# Text section

■ ■ ■ ■

It may not seem like a high priority at the outset of your career, but if you’re recording music, putting it online, and taking it on the road for people to hear and, hopefully, buy, then it’s wise to make the early investment in (at least) a band name search. And then trademark it before any headaches and legal bills start to pile up. It’s a nuisance best met head-on. Don’t confuse this with copyrighting – you can’t copyright a name in Canada, but there are several ways to gain the protection of a trademark, including doing nothing at all.
A name is your brand, the foundation upon which you build the image of your band. It’s your flag, and you want to fly it high and make it undeniably, legally, and perpetually yours. The last thing in the world you want to see when your group gets its first smattering of recognition is a Cease and Desist order from a bunch of guys in another town (or worse, another country in which you’ve just booked a tour) who cooked up the same name three weeks before you did. Just ask the boys in the bands Bush X, Charlatans UK, Blink 182, and Dinosaur Jr. how much fun they had having to retro-fit their names after a legal challenge.

■ ■ ■ ■

# Information
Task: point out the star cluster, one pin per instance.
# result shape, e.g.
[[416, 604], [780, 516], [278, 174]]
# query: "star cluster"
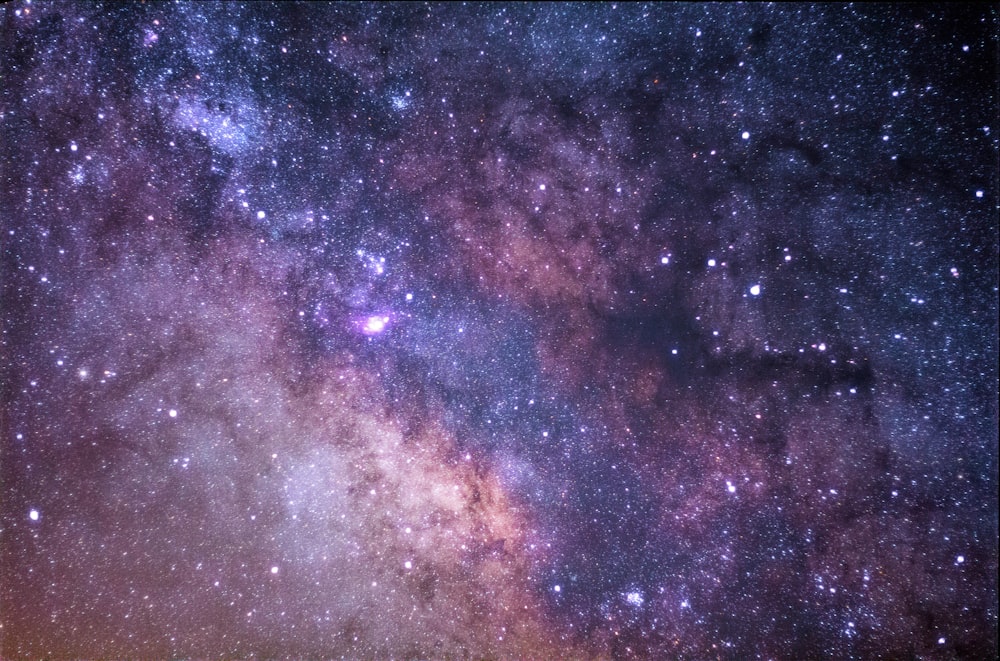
[[498, 331]]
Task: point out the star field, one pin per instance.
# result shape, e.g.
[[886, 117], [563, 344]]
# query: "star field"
[[512, 331]]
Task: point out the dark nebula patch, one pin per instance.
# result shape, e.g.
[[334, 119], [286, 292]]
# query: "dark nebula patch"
[[498, 331]]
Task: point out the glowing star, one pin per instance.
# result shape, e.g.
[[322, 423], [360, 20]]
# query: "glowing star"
[[375, 324]]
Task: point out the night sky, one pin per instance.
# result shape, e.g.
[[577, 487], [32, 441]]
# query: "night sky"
[[498, 331]]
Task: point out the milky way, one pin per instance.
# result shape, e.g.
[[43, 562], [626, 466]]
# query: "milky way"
[[498, 331]]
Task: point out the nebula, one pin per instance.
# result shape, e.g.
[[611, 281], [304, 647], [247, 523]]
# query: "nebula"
[[556, 331]]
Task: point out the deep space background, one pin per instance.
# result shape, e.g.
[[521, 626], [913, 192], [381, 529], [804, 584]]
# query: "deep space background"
[[498, 331]]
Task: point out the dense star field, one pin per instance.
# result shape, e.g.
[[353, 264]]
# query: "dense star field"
[[498, 331]]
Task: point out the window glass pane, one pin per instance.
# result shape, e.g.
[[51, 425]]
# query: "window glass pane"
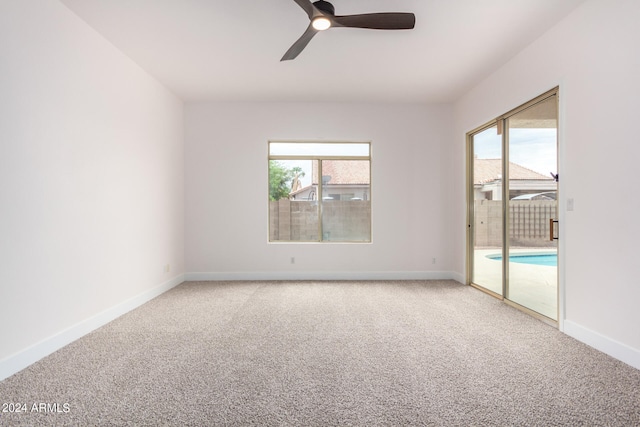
[[293, 208], [346, 206], [318, 149], [319, 192]]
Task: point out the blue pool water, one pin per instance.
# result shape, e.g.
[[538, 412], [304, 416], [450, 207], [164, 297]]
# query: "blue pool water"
[[541, 259]]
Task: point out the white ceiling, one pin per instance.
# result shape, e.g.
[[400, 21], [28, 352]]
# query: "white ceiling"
[[231, 49]]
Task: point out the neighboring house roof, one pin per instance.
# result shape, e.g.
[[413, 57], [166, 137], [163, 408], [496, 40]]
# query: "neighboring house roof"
[[488, 170], [351, 172]]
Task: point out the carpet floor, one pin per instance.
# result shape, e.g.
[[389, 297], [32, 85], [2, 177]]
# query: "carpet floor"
[[353, 353]]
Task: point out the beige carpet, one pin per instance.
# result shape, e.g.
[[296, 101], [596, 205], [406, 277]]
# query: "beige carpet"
[[325, 354]]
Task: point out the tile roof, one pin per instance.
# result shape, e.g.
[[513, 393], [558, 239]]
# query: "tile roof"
[[344, 171]]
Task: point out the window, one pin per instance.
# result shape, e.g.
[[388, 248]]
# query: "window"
[[319, 192]]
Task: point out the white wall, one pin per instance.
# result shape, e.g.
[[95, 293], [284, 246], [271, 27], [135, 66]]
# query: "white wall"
[[91, 182], [227, 190], [593, 56]]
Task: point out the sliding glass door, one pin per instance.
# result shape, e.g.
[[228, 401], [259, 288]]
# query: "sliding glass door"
[[487, 228], [513, 179], [533, 254]]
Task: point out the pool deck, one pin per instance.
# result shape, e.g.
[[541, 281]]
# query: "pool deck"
[[533, 286]]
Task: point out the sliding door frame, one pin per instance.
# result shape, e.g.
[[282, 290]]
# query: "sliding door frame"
[[500, 122]]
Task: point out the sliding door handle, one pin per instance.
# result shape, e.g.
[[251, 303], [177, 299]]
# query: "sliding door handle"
[[552, 236]]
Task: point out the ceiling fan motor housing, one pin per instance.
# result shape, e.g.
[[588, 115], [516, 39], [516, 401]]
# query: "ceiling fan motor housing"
[[325, 7]]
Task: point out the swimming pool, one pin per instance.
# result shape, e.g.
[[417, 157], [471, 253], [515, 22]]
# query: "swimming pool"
[[548, 259]]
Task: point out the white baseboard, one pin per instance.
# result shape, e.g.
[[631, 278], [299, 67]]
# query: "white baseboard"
[[322, 275], [32, 354], [616, 349]]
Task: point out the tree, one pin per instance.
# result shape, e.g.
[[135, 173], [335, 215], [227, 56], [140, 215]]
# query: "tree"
[[280, 178]]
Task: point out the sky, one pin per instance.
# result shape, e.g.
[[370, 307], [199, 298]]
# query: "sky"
[[532, 148]]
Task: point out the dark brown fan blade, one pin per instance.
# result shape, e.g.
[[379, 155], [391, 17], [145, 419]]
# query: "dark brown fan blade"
[[300, 44], [307, 6], [377, 21]]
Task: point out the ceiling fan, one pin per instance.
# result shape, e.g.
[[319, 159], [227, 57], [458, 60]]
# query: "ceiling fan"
[[322, 16]]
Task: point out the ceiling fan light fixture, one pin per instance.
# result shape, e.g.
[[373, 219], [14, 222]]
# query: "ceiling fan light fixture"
[[321, 23]]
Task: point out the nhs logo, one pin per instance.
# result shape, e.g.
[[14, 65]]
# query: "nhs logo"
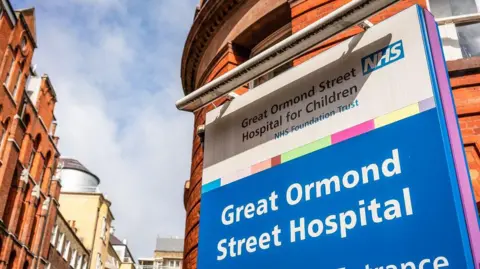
[[383, 57]]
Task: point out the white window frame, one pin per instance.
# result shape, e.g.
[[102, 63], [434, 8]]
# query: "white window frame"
[[448, 28], [3, 134], [67, 251], [104, 228], [17, 83], [85, 264], [8, 78], [79, 262], [99, 261], [53, 240], [73, 259], [60, 243]]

■ ■ ■ ■

# Complete the following
A - Say whether each statement agrees with the text on band names, answering yes or no and quoting the text's deciding words exactly. (i) A band name can be copyrighted in Canada. (ii) The text counts doing nothing at all among the ways to gain trademark protection. (iii) The text describes a name as the foundation on which a band's image is built.
B - Transcribe the part of the text on band names that opens with the words containing "It may not seem" and closes with "nothing at all.".

# Completed exercise
A -
(i) No: "you can’t copyright a name in Canada"
(ii) Yes: "there are several ways to gain the protection of a trademark, including doing nothing at all"
(iii) Yes: "A name is your brand, the foundation upon which you build the image of your band."

B -
It may not seem like a high priority at the outset of your career, but if you’re recording music, putting it online, and taking it on the road for people to hear and, hopefully, buy, then it’s wise to make the early investment in (at least) a band name search. And then trademark it before any headaches and legal bills start to pile up. It’s a nuisance best met head-on. Don’t confuse this with copyrighting – you can’t copyright a name in Canada, but there are several ways to gain the protection of a trademark, including doing nothing at all.